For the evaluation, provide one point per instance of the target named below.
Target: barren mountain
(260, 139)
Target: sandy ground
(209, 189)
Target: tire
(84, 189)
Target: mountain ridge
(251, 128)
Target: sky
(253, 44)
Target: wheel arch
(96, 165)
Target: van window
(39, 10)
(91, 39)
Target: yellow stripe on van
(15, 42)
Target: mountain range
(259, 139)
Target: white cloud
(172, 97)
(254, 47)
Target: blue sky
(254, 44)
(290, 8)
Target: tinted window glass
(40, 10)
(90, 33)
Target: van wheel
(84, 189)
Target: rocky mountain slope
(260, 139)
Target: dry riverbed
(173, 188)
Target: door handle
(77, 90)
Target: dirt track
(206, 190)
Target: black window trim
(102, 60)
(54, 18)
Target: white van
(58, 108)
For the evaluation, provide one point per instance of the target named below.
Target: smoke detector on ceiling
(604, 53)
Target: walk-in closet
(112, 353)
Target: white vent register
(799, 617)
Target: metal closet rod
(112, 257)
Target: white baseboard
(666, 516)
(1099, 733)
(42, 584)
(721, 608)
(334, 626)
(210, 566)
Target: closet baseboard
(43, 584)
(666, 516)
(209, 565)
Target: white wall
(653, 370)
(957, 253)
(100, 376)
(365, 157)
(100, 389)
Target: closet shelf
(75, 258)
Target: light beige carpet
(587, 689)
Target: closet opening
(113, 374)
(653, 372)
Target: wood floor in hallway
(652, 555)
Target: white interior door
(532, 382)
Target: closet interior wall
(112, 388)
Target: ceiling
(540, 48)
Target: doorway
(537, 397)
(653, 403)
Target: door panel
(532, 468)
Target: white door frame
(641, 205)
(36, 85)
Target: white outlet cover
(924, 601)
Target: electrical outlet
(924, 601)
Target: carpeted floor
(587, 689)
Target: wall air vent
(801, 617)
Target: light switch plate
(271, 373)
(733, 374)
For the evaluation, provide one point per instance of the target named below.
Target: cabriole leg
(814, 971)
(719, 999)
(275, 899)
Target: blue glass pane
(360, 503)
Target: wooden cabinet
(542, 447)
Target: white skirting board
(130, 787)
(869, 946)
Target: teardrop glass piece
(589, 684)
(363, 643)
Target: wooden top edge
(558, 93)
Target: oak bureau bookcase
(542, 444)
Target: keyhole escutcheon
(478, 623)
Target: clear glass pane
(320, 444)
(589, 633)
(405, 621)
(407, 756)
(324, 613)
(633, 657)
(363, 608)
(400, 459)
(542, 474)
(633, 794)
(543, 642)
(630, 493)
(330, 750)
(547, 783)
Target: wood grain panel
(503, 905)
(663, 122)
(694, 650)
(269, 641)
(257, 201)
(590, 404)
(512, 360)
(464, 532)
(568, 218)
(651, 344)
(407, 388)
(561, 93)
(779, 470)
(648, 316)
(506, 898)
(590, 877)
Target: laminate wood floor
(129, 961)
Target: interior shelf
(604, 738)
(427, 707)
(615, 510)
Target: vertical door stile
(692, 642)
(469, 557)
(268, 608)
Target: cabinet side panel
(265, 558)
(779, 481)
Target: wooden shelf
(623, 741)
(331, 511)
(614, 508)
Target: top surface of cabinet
+ + + +
## [WHAT IS REQUIRED]
Reproduce every line above verbatim, in the same order.

## [TASK ANSWER]
For the evaluation, provide one point per instance of the target named below.
Target: barren mountain
(260, 139)
Target: sandy ground
(209, 189)
Target: tire
(84, 189)
Target: mountain ridge
(251, 128)
Target: sky
(253, 44)
Target: wheel arch
(96, 165)
Target: van window
(39, 10)
(91, 39)
Target: yellow stripe on van
(15, 42)
Target: mountain range
(259, 139)
Target: white cloud
(172, 97)
(254, 47)
Target: blue sky
(254, 44)
(290, 8)
Target: tinted window glass
(40, 10)
(90, 33)
Target: van wheel
(84, 189)
Target: rocky mountain slope
(260, 139)
Target: dry riverbed
(173, 188)
Target: door handle
(77, 90)
Target: dirt track
(206, 190)
Target: black window trim
(102, 60)
(54, 18)
Target: white van
(58, 108)
For the evaluation, provide one point per instance of the target named below.
Target: smoke detector on ceiling
(604, 53)
Target: walk-in closet
(112, 353)
Target: white vent register
(799, 617)
Target: metal closet rod
(112, 257)
Target: white baseboard
(666, 516)
(1099, 733)
(42, 584)
(721, 608)
(334, 626)
(210, 566)
Target: closet baseboard
(43, 584)
(666, 516)
(209, 565)
Target: white wall
(653, 370)
(957, 253)
(100, 376)
(365, 157)
(100, 389)
Target: closet shelf
(75, 258)
Target: light beige carpet
(587, 689)
Target: closet opening
(113, 374)
(653, 372)
Target: wood floor in hallway
(652, 555)
Target: white interior door
(532, 382)
Target: closet interior wall
(112, 388)
Target: ceiling
(540, 48)
Target: doorway
(537, 397)
(653, 403)
Target: door panel
(532, 468)
Target: white door frame
(641, 205)
(36, 85)
Target: white outlet cover
(924, 601)
Target: electrical outlet
(924, 601)
Target: carpeted floor
(587, 689)
Target: wall air vent
(801, 617)
Target: light switch plate
(271, 373)
(733, 374)
For the evaluation, provide one point per instance of the target named below.
Target: cabriole leg
(814, 971)
(719, 999)
(275, 899)
Target: blue glass pane
(360, 503)
Target: wooden cabinet
(542, 447)
Target: white skirting board
(130, 787)
(869, 946)
Target: teardrop glass piece
(589, 684)
(363, 643)
Target: wooden top edge
(558, 93)
Target: oak bureau bookcase
(542, 444)
Target: keyhole escutcheon
(478, 623)
Target: clear glass pane
(320, 444)
(589, 633)
(405, 621)
(407, 756)
(324, 613)
(633, 657)
(363, 608)
(400, 459)
(542, 474)
(633, 794)
(543, 642)
(630, 493)
(330, 750)
(547, 783)
Target: wood grain panel
(503, 905)
(663, 122)
(694, 650)
(269, 641)
(257, 201)
(590, 404)
(512, 360)
(464, 532)
(568, 218)
(651, 344)
(407, 388)
(561, 93)
(779, 470)
(648, 316)
(506, 898)
(590, 877)
Target: laminate wood floor
(129, 961)
Target: interior shelf
(604, 738)
(427, 707)
(615, 510)
Target: vertical door stile
(692, 642)
(469, 557)
(268, 608)
Target: cabinet side panel
(265, 558)
(779, 481)
Target: wooden shelf
(623, 741)
(331, 511)
(614, 508)
Target: top surface of cabinet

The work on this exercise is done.